Natural language region descriptions

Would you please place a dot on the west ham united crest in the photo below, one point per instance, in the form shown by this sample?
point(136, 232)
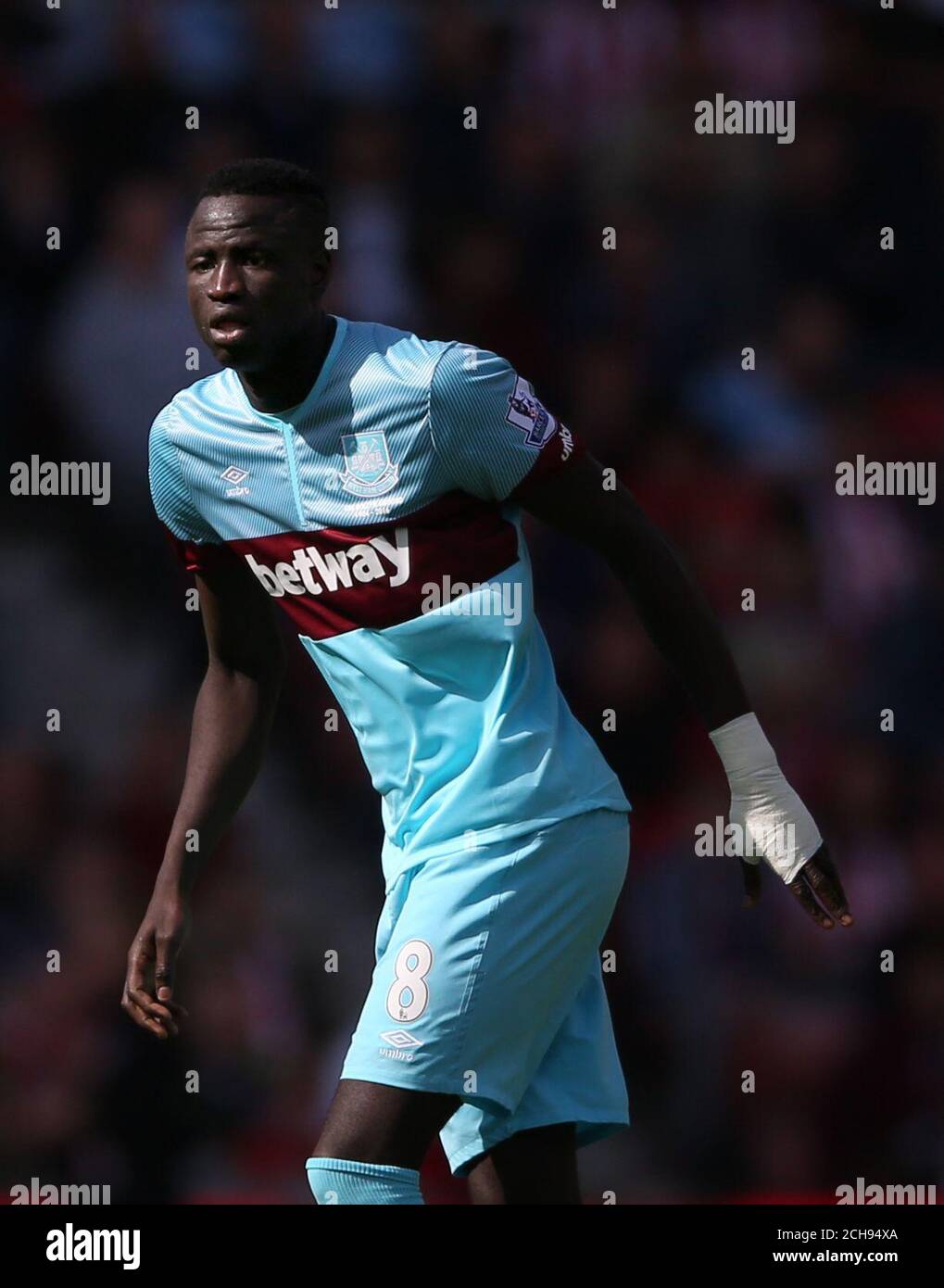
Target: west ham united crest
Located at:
point(367, 466)
point(528, 413)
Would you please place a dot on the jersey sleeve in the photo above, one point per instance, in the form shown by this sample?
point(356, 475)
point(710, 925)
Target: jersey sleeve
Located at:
point(191, 536)
point(491, 433)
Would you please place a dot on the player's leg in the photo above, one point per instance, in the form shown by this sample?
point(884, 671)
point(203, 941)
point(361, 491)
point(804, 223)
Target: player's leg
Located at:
point(372, 1144)
point(537, 1166)
point(375, 1123)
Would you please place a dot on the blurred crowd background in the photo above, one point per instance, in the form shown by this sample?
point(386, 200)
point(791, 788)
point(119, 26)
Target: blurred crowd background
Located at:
point(494, 236)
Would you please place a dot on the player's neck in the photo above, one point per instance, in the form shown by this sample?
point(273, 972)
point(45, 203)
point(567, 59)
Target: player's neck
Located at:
point(289, 382)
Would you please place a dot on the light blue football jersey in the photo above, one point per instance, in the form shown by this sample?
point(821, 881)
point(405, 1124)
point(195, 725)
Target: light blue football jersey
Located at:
point(383, 514)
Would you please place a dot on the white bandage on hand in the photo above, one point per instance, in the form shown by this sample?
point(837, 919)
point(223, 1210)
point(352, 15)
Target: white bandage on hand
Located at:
point(773, 821)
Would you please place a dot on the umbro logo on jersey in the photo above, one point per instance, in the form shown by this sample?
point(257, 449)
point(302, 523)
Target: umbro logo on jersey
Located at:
point(233, 474)
point(310, 572)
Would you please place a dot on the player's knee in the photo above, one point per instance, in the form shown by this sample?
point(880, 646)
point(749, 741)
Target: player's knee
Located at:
point(344, 1181)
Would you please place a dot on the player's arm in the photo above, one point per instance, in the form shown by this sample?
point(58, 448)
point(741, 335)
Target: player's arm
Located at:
point(232, 717)
point(680, 624)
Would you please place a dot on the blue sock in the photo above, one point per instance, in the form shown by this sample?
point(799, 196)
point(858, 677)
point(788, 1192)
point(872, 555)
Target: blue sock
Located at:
point(339, 1180)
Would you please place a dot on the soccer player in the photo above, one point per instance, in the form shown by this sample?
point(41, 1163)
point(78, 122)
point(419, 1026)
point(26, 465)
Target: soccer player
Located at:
point(371, 483)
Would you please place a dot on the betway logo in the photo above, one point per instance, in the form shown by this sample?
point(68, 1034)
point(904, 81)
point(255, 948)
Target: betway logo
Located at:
point(309, 572)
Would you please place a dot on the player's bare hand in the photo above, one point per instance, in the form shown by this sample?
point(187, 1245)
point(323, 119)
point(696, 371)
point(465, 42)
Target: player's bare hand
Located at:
point(817, 888)
point(148, 994)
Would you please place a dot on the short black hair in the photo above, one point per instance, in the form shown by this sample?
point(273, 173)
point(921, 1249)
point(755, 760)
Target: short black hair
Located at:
point(271, 177)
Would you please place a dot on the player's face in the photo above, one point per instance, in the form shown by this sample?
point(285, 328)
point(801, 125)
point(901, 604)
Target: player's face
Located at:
point(253, 280)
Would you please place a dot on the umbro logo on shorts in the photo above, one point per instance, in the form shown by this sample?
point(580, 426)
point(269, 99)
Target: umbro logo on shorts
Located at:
point(396, 1037)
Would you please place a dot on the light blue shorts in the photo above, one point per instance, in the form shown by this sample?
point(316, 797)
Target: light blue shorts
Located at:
point(488, 986)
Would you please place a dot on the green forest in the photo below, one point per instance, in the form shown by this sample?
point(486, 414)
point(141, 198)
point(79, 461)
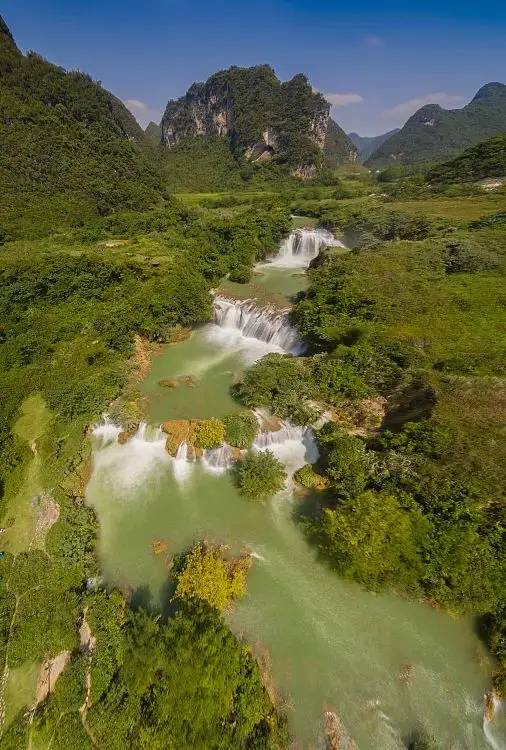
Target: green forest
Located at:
point(111, 249)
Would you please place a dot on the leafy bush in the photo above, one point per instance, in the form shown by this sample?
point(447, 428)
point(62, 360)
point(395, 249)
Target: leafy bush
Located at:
point(373, 540)
point(207, 575)
point(210, 434)
point(241, 429)
point(240, 275)
point(308, 477)
point(465, 256)
point(259, 475)
point(344, 458)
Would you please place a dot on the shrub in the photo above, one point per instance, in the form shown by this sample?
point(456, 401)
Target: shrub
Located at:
point(372, 539)
point(241, 429)
point(345, 459)
point(209, 576)
point(467, 257)
point(210, 434)
point(308, 477)
point(259, 475)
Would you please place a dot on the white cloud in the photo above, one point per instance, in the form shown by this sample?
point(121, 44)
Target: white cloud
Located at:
point(142, 112)
point(372, 41)
point(406, 109)
point(135, 106)
point(343, 100)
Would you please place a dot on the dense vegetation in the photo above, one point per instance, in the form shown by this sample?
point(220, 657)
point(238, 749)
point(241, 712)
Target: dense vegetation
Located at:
point(69, 149)
point(72, 306)
point(487, 159)
point(367, 145)
point(418, 506)
point(434, 134)
point(249, 102)
point(259, 475)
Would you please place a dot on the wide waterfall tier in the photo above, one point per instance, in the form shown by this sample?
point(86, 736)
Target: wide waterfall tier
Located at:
point(265, 325)
point(294, 446)
point(302, 246)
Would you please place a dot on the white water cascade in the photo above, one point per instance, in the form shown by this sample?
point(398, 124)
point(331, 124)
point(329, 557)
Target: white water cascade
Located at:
point(302, 246)
point(244, 319)
point(106, 431)
point(217, 460)
point(130, 464)
point(182, 464)
point(293, 446)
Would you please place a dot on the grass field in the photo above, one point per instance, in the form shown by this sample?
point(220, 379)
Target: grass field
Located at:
point(468, 207)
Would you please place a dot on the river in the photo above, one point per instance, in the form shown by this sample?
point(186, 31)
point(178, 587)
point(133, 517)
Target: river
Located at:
point(382, 663)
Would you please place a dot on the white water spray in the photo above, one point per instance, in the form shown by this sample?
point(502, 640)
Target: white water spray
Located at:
point(302, 246)
point(217, 460)
point(131, 464)
point(241, 322)
point(106, 431)
point(182, 465)
point(293, 446)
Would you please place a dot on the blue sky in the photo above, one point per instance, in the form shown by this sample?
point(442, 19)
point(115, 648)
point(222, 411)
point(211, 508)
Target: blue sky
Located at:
point(377, 61)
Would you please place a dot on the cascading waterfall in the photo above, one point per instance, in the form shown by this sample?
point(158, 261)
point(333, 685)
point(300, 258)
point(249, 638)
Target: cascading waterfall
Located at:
point(302, 246)
point(264, 325)
point(217, 460)
point(106, 431)
point(294, 446)
point(182, 465)
point(130, 464)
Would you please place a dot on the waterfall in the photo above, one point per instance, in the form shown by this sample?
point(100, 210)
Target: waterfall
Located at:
point(106, 431)
point(182, 465)
point(264, 325)
point(302, 246)
point(137, 461)
point(293, 446)
point(217, 460)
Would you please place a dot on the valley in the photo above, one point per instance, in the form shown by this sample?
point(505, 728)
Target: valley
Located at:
point(252, 400)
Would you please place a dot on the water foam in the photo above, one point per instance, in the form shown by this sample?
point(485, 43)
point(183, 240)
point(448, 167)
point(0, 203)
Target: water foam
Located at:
point(302, 246)
point(292, 445)
point(241, 324)
point(130, 464)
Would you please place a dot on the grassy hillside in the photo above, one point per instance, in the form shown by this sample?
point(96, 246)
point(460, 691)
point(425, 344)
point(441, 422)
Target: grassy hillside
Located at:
point(434, 134)
point(68, 148)
point(487, 159)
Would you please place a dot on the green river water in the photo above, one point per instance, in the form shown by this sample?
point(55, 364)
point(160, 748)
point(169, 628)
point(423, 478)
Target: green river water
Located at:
point(380, 662)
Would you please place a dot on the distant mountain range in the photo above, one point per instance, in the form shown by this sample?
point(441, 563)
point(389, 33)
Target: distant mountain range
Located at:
point(367, 145)
point(435, 134)
point(485, 160)
point(68, 148)
point(263, 119)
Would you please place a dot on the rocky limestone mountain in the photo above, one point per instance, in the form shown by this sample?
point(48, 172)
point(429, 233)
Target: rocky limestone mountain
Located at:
point(436, 134)
point(263, 119)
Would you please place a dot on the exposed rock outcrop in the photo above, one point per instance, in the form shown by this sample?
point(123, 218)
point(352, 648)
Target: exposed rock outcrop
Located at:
point(262, 118)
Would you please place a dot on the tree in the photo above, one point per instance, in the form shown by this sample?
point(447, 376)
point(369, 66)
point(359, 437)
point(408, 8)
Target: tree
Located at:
point(241, 429)
point(210, 434)
point(373, 540)
point(259, 475)
point(207, 575)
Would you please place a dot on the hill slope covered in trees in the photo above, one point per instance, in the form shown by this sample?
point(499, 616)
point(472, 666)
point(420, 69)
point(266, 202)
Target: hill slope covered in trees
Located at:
point(68, 148)
point(263, 119)
point(487, 159)
point(433, 133)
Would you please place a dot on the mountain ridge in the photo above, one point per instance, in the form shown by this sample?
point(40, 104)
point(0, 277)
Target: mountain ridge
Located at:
point(435, 134)
point(263, 119)
point(367, 145)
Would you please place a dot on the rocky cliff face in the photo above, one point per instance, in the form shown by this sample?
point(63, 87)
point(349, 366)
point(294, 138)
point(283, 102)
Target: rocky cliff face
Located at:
point(262, 118)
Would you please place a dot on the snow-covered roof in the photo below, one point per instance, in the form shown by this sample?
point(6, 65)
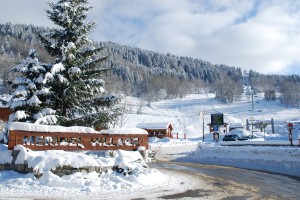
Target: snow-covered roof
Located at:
point(125, 131)
point(154, 125)
point(236, 124)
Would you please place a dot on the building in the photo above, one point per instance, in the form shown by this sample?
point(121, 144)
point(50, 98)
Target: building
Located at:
point(157, 129)
point(4, 113)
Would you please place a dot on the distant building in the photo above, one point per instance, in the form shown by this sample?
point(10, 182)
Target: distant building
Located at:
point(157, 129)
point(4, 113)
point(235, 125)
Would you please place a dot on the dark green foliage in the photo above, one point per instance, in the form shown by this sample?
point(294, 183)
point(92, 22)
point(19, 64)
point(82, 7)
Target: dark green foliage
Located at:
point(77, 83)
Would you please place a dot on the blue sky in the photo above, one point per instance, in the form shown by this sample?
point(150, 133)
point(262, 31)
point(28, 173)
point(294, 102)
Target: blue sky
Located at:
point(263, 35)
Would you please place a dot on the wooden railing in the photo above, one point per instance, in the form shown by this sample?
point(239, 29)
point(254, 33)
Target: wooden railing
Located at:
point(76, 141)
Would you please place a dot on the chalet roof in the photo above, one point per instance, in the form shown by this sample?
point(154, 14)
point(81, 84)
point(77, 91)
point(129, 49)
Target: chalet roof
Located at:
point(154, 125)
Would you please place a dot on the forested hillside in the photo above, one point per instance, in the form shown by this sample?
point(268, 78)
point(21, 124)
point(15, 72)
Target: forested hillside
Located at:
point(149, 74)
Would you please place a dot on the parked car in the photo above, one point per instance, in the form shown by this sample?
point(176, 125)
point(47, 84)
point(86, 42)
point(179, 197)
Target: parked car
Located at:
point(234, 138)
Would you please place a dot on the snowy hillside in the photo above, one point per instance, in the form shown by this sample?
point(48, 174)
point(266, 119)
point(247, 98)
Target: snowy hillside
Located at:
point(140, 179)
point(184, 115)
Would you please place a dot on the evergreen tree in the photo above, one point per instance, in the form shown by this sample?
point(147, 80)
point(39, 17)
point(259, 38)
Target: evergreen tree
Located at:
point(29, 101)
point(78, 94)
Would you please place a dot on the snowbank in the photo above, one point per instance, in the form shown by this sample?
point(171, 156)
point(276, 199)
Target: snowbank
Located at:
point(81, 184)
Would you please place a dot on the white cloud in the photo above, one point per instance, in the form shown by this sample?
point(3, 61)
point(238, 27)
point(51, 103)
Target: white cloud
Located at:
point(262, 35)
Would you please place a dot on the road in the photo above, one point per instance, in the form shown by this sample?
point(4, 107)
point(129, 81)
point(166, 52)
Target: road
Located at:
point(226, 182)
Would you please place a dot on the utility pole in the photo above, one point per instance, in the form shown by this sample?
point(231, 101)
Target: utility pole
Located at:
point(202, 116)
point(252, 119)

_TASK DESCRIPTION_. Nothing but the lines from the one containing "Would you please place a dot on the utility" through the last line of the data above should be given again, each exactly as it stands.

_ANSWER BELOW_.
Would you please place a dot on the utility pole in the photo above, one point per instance, in the form shown by this sample?
point(231, 101)
Target: utility pole
Located at:
point(202, 116)
point(252, 119)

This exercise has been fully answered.